§ TASK: Exactly reproduce the lines from the line that has "Query: black shoe" down to the last line of the entries, inclusive.
─── PROVIDED DATA
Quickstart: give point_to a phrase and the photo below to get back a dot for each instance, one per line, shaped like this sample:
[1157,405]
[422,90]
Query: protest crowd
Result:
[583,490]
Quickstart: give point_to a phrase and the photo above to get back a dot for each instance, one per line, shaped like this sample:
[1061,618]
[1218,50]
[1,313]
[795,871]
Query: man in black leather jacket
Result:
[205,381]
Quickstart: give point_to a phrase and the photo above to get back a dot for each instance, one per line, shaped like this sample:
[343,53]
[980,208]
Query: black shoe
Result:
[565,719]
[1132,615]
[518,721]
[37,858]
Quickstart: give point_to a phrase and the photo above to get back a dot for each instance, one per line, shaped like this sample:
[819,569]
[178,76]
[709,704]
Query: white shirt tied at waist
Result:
──────
§ RESPONSE TO THE EXERCISE:
Query: black shoe
Result:
[565,719]
[1132,615]
[518,721]
[37,858]
Quickstart: give point_to a phrase and the photo above to get back a dot for each instance, one per line, shaped like this sample:
[819,569]
[178,76]
[709,704]
Query: white shirt tied at waist
Result:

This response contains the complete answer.